(Work to do):
**A.** Translate this sentence from the Robespierre passage below into Spanish: "When the Estates-General met at Versailles on May 5, 1789, Robespierre was one of the leading radicals."
**B.** Answer these from the Robespierre passage below:
(i) With what 1789 work did Robespierre begin to make his mark in politics?
(ii) As what deputy from Artois was he elected to the Estates-General?
(iii) Whose doctrines was he a fervent supporter of?
**C.** Please carry on the Robespierre passage below from where it stops.

In 1788 Robespierre took part in the discussion about the way the Estates-General should be elected. He stated in his Adresse à la nation artésienne that if the former mode of election by the members of the provincial estates were adopted, the new Estates-General would not represent the people of France.

Robespierre, the chief opponent of the leading members of the corporation, was elected alongside them. Rivalry was strong in the assembly of the bailliage, but Robespierre had begun to make his mark in politics with the Avis aux habitants de la campagne (Arras, 1789). He secured the support of the country electors, and although he was only 30, comparatively poor and lacked patronage, he was elected fifth deputy of the third estate from Artois to the Estates-General.

When the Estates-General met at Versailles on May 5, 1789, Robespierre was one of the leading radicals. As Honoré Mirabeau reportedly stated: "That young man believes what he says; he will go far." Robespierre was a fervent supporter of the doctrines of Rousseau and had begun to shape them into his own vision.

(Data block):
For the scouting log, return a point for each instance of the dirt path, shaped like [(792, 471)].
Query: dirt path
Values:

(Responses in order):
**A.** Cuando los Estados Generales se reunieron en Versalles el 5 de mayo de 1789, Robespierre era uno de los principales radicales.

**B.**
(i) The Avis aux habitants de la campagne (Arras, 1789)
(ii) Fifth deputy of the third estate
(iii) Rousseau's

**C.**
While the National Constituent Assembly of provincial lawyers and wealthy bourgeois started to draw up a constitution, Robespierre turned to the people of Paris. He was a frequent speaker in the Constituent Assembly (over 150 speeches before 1791) often with great success although his voice is noted as being "high-pitched [and] metallic." He was eventually recognized as second only to Pétion de Villeneuve as a leader of the extreme left, a group Mirabeau called the "thirty voices."

When Robespierre realized that his ideas would not be popular in the assembly, he turned to the Society of the Friends of the Constitution, better known as the Jacobin Club. It originally consisted only of the Breton deputies, but after the Assembly moved to Paris the club began to accept members from various leaders of the Parisian bourgeoisie. Eventually many artisans and small shopkeepers joined them.

Robespierre had found his audience and followers. As the wealthier bourgeois of Paris and moderate deputies seceded to the Club of 1789, the influence of the old leaders of the Jacobins (Antoine Pierre Joseph Marie Barnave, Adrien Duport, Alexandre-Théodore-Victor, comte de Lameth) diminished. When they founded the Feuillants in 1791, alarmed at the progress of the Revolution, Robespierre's followers had dominated the Jacobins.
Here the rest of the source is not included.